Welcome to the working week Streeters. Here’s a real estate roundup to start off your Monday morning:
A 119 year old, 4-foot water main burst beneath the brand new Bakers Centre parking lot early Saturday morning. The Daily News reports that 13 million gallons of muddy water flooded the ShopRite and other shops in the new development on Fox Street at Hunting Park Avenue. PWD crews worked from just after 4am on Saturday to yesterday evening to stop the water and stores were able to open on Sunday.
In Old City, Shirt Corner and several of its neighbors are about to be alternately overhauled into a new mixed-use building. In her latest column Inga Saffron mourns the loss of Shirt Corner’s plucky “retail hucksterism,” which once defined the intersection of 3rd and Market streets, but appreciates the reconstruction planned and residential growth in the neighborhood. The preservation-minded reconstruction is being paid for by a CVS that will be the ground floor tenant, a bland but necessary anchor.
A Northeast-based pharmaceutical company purchased part of the former IRS processing center on Roosevelt Boulevard, reports Northeast Times. Lannett purchased two of the former IRS properties, intending to develop them for manufacturing, research and development, and warehouse space.
The Public Ledger building overlooking Independence Hall is in receivership, the Business Journal reports. There is an outstanding $42.5 million loan on the property, and Newmark Grubb Knight Frank is slated to become the receiver of the property. The Public Ledger’s main tenant is the General Services Administration.

....

- TASKS AND EXERCISES -
1: According to the real estate roundup, how much muddy water flooded the ShopRite and other shops?
2: Repeat the part of the real estate roundup starting at "In Old City, Shirt" and ending at "and warehouse space.".
3: Pick up the real estate roundup after its last sentence and continue writing it.

- GIVEN DATA -
....

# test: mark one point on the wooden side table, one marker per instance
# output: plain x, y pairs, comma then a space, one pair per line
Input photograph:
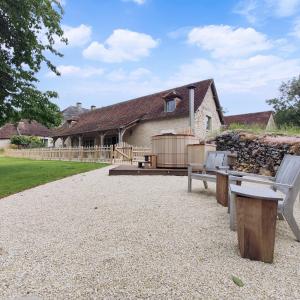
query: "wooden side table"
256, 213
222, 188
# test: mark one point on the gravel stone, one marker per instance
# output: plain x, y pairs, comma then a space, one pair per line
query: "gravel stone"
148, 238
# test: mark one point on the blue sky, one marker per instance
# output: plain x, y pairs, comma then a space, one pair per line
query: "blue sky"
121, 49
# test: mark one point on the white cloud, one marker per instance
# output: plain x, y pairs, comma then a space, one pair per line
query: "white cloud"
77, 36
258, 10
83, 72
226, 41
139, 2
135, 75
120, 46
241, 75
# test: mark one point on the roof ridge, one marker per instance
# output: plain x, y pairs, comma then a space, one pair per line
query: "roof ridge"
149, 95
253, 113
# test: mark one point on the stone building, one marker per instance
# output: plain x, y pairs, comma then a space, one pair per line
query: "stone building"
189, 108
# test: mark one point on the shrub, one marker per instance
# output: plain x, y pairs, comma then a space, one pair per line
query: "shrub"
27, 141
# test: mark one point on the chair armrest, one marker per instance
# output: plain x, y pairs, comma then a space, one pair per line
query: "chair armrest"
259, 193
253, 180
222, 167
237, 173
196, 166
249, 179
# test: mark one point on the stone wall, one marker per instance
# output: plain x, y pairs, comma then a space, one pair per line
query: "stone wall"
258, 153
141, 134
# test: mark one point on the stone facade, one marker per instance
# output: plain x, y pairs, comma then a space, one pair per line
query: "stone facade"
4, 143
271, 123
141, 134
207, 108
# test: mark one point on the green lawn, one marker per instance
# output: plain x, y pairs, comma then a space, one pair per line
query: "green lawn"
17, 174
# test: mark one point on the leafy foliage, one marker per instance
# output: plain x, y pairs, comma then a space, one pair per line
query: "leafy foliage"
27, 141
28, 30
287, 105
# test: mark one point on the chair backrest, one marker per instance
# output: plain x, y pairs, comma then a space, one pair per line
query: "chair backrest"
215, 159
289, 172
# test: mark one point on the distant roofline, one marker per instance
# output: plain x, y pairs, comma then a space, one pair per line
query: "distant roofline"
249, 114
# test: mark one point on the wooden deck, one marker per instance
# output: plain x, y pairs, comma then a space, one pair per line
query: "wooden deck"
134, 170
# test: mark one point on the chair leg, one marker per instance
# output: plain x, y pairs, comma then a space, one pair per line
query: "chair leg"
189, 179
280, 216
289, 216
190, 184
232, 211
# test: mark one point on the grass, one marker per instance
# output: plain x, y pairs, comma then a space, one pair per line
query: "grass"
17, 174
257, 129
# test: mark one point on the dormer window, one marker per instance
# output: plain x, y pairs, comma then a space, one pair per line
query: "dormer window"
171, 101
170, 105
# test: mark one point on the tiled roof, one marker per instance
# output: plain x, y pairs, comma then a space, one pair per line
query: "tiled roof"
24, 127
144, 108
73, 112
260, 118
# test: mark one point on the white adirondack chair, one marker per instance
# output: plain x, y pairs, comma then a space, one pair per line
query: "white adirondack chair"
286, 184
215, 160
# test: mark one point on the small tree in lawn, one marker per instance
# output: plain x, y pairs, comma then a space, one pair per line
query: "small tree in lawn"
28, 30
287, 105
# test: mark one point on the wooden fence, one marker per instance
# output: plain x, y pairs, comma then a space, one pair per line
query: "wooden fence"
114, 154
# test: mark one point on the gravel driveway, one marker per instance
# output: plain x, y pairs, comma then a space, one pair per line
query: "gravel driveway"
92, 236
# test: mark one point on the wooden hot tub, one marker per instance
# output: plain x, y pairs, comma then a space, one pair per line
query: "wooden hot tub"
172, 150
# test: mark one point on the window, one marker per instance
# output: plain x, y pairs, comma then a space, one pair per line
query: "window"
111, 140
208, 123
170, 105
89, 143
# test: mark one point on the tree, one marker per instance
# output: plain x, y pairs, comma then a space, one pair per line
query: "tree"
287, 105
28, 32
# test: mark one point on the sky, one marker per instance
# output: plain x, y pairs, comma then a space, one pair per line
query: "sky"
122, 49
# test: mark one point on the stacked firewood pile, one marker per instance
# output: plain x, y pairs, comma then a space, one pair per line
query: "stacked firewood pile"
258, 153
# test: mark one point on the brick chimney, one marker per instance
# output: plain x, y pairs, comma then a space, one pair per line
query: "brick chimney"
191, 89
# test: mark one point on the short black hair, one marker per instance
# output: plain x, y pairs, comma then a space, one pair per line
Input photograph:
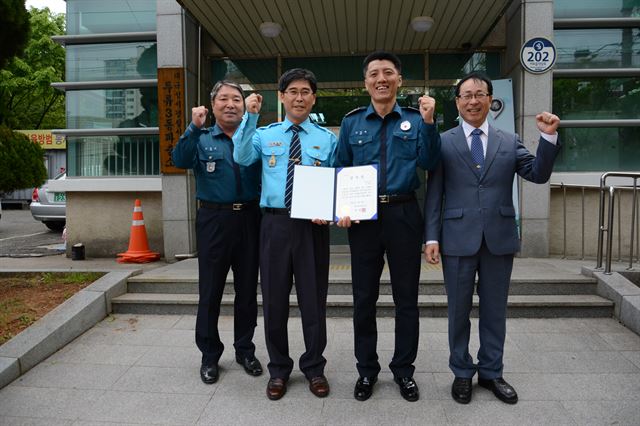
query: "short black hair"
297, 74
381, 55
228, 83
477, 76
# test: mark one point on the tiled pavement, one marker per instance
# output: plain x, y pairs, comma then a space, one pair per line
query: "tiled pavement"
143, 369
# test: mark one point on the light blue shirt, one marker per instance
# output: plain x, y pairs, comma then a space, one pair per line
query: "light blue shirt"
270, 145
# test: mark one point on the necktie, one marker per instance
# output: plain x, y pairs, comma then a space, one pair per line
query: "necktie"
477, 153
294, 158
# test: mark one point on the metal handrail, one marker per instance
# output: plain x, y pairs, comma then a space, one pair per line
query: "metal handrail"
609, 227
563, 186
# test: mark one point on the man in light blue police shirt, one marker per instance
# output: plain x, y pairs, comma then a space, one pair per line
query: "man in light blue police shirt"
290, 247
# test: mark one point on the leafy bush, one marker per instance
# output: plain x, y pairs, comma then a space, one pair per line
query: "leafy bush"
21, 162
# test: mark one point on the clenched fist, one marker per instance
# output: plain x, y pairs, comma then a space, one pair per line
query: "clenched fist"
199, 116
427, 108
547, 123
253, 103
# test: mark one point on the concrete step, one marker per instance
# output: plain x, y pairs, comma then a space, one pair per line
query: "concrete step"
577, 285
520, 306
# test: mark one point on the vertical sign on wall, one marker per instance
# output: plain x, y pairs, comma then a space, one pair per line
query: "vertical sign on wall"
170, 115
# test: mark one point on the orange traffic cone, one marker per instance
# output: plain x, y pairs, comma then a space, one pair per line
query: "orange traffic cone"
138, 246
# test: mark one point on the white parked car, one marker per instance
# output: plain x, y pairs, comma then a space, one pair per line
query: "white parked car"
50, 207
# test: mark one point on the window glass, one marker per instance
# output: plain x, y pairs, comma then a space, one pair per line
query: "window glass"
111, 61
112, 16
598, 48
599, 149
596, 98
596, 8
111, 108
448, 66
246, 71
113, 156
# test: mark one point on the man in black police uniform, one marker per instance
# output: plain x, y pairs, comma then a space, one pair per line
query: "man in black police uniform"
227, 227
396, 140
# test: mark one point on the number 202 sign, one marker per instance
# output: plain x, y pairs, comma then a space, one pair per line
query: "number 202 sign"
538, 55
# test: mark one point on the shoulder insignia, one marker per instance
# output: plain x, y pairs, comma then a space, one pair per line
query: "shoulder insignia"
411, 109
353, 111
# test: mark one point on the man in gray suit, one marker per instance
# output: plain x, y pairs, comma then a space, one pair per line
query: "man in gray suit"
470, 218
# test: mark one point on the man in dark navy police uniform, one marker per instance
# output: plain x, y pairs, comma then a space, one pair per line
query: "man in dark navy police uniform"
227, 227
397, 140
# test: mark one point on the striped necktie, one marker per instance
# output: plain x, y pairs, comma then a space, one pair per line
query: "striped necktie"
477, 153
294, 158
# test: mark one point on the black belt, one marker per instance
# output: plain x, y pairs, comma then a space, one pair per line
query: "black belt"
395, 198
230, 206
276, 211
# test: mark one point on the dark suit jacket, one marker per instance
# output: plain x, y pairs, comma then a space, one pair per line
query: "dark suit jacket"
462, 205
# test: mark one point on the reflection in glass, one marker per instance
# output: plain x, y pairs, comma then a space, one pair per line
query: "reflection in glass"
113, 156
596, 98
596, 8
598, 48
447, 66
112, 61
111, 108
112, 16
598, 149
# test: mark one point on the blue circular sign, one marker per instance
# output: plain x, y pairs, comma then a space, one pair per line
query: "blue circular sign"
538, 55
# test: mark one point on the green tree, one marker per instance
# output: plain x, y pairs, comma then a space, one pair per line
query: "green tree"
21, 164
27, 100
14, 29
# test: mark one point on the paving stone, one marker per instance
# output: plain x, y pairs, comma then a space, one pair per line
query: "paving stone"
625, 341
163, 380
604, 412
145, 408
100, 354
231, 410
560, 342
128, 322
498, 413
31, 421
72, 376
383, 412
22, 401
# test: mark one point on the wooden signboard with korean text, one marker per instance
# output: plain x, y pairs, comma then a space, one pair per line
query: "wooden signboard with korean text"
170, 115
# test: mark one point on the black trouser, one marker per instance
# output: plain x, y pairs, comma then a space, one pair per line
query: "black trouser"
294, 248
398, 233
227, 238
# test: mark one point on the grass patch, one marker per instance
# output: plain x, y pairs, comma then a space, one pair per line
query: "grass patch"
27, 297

....

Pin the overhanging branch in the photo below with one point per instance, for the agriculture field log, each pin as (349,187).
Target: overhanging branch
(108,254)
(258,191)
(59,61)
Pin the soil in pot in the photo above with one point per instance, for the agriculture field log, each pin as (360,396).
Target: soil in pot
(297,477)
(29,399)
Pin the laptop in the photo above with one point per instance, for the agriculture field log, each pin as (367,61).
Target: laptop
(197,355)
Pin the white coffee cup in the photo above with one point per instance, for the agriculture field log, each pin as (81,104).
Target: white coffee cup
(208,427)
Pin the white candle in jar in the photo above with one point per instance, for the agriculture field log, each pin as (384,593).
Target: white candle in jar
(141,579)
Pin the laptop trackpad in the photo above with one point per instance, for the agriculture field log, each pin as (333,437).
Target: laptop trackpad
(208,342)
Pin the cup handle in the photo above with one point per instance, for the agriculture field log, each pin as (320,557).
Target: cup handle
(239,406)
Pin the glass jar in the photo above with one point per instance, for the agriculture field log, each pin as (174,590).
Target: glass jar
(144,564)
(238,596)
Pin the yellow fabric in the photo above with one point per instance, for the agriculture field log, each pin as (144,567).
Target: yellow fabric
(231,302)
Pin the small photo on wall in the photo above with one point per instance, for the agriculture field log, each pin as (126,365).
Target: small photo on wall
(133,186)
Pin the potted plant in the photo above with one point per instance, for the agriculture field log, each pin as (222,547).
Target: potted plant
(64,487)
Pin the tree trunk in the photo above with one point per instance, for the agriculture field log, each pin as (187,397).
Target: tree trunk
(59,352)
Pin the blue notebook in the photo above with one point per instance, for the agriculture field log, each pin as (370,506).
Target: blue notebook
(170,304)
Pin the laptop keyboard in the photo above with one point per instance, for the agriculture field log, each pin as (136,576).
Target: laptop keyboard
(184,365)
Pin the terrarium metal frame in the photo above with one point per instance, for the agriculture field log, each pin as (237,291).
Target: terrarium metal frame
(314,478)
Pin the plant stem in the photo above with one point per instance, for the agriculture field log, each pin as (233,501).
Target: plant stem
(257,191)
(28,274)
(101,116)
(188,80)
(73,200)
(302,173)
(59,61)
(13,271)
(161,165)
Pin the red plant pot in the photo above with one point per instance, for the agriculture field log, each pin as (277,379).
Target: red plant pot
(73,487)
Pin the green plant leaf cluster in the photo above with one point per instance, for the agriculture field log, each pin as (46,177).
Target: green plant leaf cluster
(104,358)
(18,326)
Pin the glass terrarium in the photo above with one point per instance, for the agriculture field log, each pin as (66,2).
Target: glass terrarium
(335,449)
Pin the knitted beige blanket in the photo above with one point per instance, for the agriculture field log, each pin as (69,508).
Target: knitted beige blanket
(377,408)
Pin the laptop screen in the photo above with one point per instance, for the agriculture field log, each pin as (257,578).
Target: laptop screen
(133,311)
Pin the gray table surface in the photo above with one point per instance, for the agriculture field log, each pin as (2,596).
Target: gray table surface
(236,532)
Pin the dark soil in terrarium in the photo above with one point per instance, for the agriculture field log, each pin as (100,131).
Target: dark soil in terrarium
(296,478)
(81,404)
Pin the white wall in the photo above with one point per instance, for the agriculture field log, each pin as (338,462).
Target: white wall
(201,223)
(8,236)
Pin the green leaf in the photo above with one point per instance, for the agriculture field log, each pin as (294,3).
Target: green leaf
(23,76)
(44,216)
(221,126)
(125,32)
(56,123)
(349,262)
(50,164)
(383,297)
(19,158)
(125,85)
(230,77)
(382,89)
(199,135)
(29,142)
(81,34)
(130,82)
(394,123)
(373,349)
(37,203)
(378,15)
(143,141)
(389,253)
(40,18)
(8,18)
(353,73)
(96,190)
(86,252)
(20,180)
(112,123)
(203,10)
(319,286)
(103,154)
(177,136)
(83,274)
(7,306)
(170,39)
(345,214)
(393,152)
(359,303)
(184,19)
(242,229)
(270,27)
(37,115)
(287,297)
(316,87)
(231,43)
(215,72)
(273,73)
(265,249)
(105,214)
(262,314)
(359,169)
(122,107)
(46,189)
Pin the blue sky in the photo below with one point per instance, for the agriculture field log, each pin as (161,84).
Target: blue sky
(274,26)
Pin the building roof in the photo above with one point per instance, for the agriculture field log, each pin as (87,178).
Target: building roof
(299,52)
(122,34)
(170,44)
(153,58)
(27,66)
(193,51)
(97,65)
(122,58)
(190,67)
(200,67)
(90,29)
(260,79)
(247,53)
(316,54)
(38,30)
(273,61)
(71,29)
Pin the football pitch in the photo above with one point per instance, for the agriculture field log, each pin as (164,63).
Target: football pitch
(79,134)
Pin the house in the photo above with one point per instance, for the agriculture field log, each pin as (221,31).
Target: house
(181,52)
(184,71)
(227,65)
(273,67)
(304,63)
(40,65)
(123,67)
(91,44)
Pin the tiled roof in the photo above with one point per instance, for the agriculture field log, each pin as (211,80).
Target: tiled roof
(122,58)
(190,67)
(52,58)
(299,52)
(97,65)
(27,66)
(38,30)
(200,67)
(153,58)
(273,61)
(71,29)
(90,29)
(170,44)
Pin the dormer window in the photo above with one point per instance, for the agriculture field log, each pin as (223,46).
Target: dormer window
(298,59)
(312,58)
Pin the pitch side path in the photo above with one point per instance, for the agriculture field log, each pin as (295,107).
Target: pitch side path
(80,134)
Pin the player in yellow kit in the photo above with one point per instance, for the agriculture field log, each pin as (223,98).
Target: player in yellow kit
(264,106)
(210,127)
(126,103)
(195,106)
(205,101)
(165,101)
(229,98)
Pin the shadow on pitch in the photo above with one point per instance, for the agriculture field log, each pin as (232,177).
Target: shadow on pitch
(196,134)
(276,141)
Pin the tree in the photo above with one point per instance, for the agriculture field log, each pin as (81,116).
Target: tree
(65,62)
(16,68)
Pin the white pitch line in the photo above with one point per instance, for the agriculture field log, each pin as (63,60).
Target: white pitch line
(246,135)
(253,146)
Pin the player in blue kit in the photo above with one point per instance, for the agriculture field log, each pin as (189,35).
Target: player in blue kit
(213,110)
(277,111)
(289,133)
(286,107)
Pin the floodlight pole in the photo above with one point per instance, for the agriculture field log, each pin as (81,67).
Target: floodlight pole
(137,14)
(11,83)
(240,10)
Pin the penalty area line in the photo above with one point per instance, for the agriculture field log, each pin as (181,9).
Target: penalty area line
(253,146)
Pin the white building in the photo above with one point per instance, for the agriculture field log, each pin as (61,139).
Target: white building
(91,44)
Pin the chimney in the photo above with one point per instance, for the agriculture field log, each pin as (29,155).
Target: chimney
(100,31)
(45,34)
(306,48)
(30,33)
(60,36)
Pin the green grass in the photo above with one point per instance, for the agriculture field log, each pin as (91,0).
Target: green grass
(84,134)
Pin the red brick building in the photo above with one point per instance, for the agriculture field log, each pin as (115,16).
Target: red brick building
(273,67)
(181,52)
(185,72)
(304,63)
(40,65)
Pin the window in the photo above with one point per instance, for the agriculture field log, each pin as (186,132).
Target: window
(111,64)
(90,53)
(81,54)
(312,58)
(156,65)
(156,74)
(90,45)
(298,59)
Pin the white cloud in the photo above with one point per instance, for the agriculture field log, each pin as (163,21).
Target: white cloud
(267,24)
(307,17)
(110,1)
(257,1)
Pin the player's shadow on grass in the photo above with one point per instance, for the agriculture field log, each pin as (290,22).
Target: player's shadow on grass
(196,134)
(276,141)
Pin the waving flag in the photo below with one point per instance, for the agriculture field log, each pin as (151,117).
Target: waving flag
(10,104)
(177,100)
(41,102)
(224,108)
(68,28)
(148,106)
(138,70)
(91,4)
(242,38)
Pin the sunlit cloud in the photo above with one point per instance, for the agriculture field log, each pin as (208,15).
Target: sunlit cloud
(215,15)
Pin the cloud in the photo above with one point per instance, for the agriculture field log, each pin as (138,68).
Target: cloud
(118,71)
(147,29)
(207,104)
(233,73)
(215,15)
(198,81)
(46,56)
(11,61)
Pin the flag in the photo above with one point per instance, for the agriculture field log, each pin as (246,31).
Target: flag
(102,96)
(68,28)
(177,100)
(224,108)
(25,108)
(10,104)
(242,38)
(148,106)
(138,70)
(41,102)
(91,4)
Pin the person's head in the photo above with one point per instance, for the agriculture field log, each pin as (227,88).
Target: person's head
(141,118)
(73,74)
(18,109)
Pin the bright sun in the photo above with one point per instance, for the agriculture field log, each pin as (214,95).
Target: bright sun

....

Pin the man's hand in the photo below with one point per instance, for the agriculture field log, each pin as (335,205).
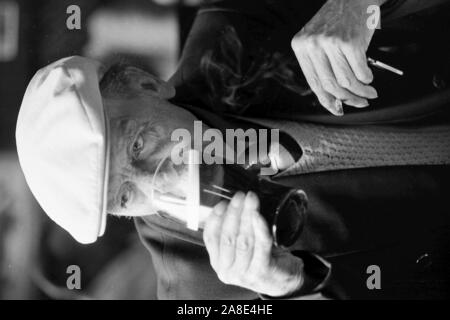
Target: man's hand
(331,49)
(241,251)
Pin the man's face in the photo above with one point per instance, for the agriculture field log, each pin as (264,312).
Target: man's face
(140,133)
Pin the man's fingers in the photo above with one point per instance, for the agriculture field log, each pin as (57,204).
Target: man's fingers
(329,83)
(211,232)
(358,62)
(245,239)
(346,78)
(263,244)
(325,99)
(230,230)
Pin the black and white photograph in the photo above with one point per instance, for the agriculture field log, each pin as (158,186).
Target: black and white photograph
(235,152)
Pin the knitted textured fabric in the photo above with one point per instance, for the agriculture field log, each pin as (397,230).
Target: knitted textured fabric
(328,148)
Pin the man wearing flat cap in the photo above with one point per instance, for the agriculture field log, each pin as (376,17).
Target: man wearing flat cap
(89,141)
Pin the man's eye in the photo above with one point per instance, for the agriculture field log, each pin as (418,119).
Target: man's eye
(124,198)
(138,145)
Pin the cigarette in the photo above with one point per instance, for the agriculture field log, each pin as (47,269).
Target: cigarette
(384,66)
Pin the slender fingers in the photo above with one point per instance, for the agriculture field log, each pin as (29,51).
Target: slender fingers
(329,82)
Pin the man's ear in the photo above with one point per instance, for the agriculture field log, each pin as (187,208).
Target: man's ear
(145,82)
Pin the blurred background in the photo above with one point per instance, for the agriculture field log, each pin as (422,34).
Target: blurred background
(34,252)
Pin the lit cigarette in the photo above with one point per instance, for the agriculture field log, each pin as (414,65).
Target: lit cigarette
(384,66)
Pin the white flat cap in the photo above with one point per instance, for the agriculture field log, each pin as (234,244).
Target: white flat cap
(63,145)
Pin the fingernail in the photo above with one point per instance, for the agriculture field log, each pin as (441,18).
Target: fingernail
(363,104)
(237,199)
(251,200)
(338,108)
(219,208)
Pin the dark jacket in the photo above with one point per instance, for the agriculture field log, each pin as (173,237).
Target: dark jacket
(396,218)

....

- ANSWERS GIVEN -
1: 13 million gallons.

2:
In Old City, Shirt Corner and several of its neighbors are about to be alternately overhauled into a new mixed-use building. In her latest column Inga Saffron mourns the loss of Shirt Corner’s plucky “retail hucksterism,” which once defined the intersection of 3rd and Market streets, but appreciates the reconstruction planned and residential growth in the neighborhood. The preservation-minded reconstruction is being paid for by a CVS that will be the ground floor tenant, a bland but necessary anchor.
A Northeast-based pharmaceutical company purchased part of the former IRS processing center on Roosevelt Boulevard, reports Northeast Times. Lannett purchased two of the former IRS properties, intending to develop them for manufacturing, research and development, and warehouse space.

3:
It’s been more than a decade in the making, but a former industrial property at Frankford Ave and Wildey has finally been converted to 28 rental apartments, Naked Philly reports. The building previously housed the Martin Landenberger Hosiery Mill, then Morse Elevator Works.
Why won’t Equus Capital Partners, one of the biggest Philly-based real estate investment companies, invest in the city? Equus’ Daniel DiLella told Philly Deals that the suburbs are a better bet because the city’s rents are too cheap while costs (labor, construction, taxes, etc) are too high.
Will the blight at 51st and Baltimore Avenue change anytime soon? City Paper looks at Baltimore Avenue Redevelopment Corporation’s hopes to replace a vacant lot and row of blighted houses with an expanded medical center and student housing, and how threats of eminent domain could just prolong the state of decrepitude.